Não pode o Estado – e os poderes que o compõem – dar tratamento desigual aos contribuintes e equiparados. Grande parte destes tem que cumprir todas as obrigações àqueles impostas em detrimento de outros que, independentemente da intenção do sujeito passivo, descumprem obrigações principal (recolhimento de tributo) e acessória (emissão de documentação fiscal que relate a real operação, transcrever o real valor da operação) ensejando em infração[31] ou ilícito tributário.
Segue decisão proferida em Reexame Necessário no Tribunal de Justiça da Bahia, desobedecendo veementemente legislação em vigor, citando ao fim trechos da sentença da primeira instância:
“TRIBUTÁRIO. REMESSA NECESSÁRIA E RECURSO VOLUNTÁRIO. APREENSÃO DE MERCADORIAS COMO MEIO COERCITIVO AO PAGAMENTO DE TRIBUTO. A FAZENDA PÚBLICA TEM O DIREITO-DEVER DE EXERCER FISCALIZAÇÃO TRIBUTÁRIA, DESDE QUE O FAÇA DENTRO DOS LIMITES DA LEGALIDADE, SEM EXCESSOS, SENDO-LHE VEDADO RETER BENS, MERCADORIAS OU DOCUMENTOS, ALÉM DO TEMPO NECESSÁRIO À DOCUMENTAÇÃO E FORMALIZAÇÃO DE POSSÍVEL INFRAÇÃO DE NATUREZA FISCAL. OFENSA AO PRINCÍPIO DA LEGALIDADE. IMPROVIMENTO DE AMBOS OS RECURSOS. SENTENÇA CONFIRMADA. (...) Prossegue, afirmando que a Administração Pública estava exercendo sua função fiscalizatória, verificando o trânsito de mercadorias, visando detectar irregularidades, conforme estabelecido na lei, pois a Impetrante estava com a inscrição estadual cancelada, sendo de se considerar inidônea qualquer mercadoria por ela transportada.” (...) ‘A autoridade indigitada coatora não provou que a Impetrante tinha conhecimento de que estava em situação irregular; o que presume-se a boa-fé da Impetrante ao adquirir as mercadorias.’ (grifos nossos) ‘Ao manter as mercadorias apreendidas configura-se o abuso de autoridade; e a lei não tolera a retenção abusiva de mercadorias,’” (BA 8.497-4/1999)[32]
Alega-se ofensa ao princípio da legalidade. Todavia, como já fora abordado anteriormente, a obrigação de ter inscrição estadual ativa fora acordada por convênio SINIEF, que é norma complementar da lei, não existindo a possibilidade de afronta à legalidade.
--------
- [Instrução dada 1]: Com base no texto sobre a apreensão de mercadorias, explique por que o autor rejeita a alegação de ofensa ao princípio da legalidade.
- [Instrução dada 2]: Relacione os itens que, conforme a ementa citada no texto sobre a apreensão de mercadorias, a Fazenda Pública está proibida de reter além do tempo necessário à documentação e formalização de possível infração fiscal.
- [Instrução dada 3]: Dê prosseguimento ao texto sobre a apreensão de mercadorias a partir da última frase apresentada.

- [Listagem de dados]:
--------
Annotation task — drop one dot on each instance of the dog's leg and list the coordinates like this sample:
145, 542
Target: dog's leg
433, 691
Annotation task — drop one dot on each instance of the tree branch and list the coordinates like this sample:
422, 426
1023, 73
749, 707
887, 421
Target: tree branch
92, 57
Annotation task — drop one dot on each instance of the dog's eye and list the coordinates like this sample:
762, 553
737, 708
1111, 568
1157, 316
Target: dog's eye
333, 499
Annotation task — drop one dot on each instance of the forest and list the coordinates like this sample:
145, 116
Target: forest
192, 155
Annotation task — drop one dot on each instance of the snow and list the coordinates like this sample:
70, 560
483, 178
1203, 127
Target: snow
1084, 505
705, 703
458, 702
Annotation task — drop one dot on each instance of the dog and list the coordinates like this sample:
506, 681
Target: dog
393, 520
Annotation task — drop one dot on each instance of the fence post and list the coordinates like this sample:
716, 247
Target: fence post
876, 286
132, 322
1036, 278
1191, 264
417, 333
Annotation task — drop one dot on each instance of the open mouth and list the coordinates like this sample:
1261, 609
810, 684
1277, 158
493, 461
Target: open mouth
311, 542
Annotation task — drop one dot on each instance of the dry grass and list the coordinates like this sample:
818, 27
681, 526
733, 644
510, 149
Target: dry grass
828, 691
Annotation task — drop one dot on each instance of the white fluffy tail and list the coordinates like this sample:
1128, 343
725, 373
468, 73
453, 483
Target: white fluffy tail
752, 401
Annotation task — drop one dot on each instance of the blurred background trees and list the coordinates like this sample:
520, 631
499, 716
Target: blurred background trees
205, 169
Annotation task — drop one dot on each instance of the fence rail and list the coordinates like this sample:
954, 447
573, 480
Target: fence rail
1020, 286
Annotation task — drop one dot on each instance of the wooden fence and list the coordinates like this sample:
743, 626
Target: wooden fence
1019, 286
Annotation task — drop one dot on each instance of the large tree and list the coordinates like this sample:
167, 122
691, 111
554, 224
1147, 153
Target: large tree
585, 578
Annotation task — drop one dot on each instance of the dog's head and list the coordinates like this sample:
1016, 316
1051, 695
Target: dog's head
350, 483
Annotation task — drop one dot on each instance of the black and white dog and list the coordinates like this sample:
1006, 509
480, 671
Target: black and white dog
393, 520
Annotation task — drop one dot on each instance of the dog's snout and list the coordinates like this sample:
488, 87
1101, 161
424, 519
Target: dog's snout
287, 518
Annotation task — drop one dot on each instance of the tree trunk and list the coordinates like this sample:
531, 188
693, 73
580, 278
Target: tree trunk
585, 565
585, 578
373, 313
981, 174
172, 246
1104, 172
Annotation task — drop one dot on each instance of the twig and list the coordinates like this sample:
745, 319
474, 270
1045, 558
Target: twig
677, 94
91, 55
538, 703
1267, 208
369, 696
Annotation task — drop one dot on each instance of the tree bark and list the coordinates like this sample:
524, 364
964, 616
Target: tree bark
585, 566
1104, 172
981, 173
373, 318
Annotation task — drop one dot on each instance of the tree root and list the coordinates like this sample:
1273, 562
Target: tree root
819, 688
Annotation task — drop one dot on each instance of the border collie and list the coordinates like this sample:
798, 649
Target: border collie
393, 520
--------
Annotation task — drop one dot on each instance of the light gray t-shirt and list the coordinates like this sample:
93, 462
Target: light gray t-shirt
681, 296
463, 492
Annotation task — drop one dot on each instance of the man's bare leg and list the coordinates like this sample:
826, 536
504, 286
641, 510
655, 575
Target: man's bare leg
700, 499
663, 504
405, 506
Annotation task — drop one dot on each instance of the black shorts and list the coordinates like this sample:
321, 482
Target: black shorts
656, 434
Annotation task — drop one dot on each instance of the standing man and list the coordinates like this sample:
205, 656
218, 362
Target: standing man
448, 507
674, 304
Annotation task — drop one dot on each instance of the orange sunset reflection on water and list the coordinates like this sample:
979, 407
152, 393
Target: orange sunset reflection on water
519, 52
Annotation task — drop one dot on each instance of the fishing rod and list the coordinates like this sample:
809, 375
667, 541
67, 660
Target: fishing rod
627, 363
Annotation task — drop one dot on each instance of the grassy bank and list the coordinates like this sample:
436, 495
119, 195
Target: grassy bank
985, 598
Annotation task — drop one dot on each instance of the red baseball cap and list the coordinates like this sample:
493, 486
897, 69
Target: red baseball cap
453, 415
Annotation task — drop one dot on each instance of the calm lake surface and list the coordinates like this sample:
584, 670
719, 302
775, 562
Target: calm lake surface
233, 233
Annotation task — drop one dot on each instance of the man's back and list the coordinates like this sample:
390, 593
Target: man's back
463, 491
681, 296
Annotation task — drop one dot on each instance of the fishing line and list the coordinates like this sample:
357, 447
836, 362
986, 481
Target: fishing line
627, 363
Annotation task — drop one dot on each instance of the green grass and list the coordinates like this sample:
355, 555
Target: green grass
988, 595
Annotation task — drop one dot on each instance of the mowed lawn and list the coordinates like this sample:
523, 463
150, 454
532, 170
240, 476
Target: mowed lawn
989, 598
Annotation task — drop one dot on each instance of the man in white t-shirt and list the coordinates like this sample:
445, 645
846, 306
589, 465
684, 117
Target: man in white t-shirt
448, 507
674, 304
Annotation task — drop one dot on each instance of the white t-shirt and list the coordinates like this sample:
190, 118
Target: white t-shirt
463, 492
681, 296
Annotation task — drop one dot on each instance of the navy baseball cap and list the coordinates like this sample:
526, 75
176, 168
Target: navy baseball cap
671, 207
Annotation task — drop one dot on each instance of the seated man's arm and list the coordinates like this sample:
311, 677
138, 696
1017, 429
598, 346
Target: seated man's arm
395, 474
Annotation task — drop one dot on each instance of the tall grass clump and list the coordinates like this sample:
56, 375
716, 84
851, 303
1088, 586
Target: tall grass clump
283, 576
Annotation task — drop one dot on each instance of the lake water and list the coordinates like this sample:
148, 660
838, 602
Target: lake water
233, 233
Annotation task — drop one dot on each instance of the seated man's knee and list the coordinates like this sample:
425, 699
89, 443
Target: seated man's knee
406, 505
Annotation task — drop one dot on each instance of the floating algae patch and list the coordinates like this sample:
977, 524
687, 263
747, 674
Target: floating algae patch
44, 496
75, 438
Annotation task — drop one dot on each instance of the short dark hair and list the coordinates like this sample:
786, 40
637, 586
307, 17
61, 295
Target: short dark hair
--------
- [Resultado final 1]: A obrigação de ter inscrição estadual ativa foi acordada por convênio SINIEF, que é norma complementar da lei. Por isso, segundo o autor, não existe possibilidade de afronta à legalidade.

- [Resultado final 2]: Bens, mercadorias e documentos.

- [Resultado final 3]:
Mesmo a obrigatoriedade de uma empresa ter inscrição estadual ativa como requisito para ingressar na atividade empresarial prevista em convênio e lei, a decisão do judiciário vai de encontro ao preceituado na legislação tributária, afirmando – ainda – que a atividade da autoridade dita como coatora afronta o princípio da legalidade, chocando-se com a Isonomia Tributária. Empresas em mesma situação agem de acordo com a lei em seu sentido amplo enquanto outras são acobertadas em decisões não amparadas na legislação interpretada sistematicamente, olvidando – inclusive – de aplicar o artigo 136 do Código Tributário Nacional, determinando que existe a infração independentemente da intenção do agente e da extensão do dano.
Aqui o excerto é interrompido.